▸ **WHAT IS NEEDED**
Repeat the records below exactly as they appear.

▸ **DATA RECORDS**
------------------------------------

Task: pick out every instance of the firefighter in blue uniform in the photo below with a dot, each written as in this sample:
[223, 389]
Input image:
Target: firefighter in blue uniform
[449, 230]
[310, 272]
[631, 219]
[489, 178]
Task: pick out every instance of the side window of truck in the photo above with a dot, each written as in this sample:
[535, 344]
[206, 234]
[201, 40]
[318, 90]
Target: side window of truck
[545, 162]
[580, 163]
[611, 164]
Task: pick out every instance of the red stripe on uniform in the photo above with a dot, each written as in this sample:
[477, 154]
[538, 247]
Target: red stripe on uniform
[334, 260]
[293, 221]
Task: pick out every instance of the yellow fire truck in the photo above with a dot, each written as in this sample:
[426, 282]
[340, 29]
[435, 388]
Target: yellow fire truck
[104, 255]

------------------------------------

▸ **SOLUTION FOR THIS TASK**
Task: pick out every instance of the firefighter in blue uniform in the photo below with a dot, each written as in this sample:
[223, 389]
Input image:
Target: firefighter in blue uniform
[449, 230]
[310, 272]
[631, 219]
[489, 178]
Task: pick out every instance of the side window of truck in the photo above with a dot, each written as in this sample:
[535, 344]
[206, 234]
[201, 40]
[318, 90]
Target: side window of truck
[545, 162]
[580, 163]
[611, 164]
Task: pick out every instance of the red stripe on uniform in the photo above with a dot, each written as in this sample:
[477, 154]
[538, 247]
Target: red stripe on uniform
[334, 260]
[293, 221]
Task: pick out every instance of the yellow fire truck in the photo above with a dot, each written as in this sample:
[426, 282]
[340, 29]
[435, 388]
Target: yellow fire truck
[104, 255]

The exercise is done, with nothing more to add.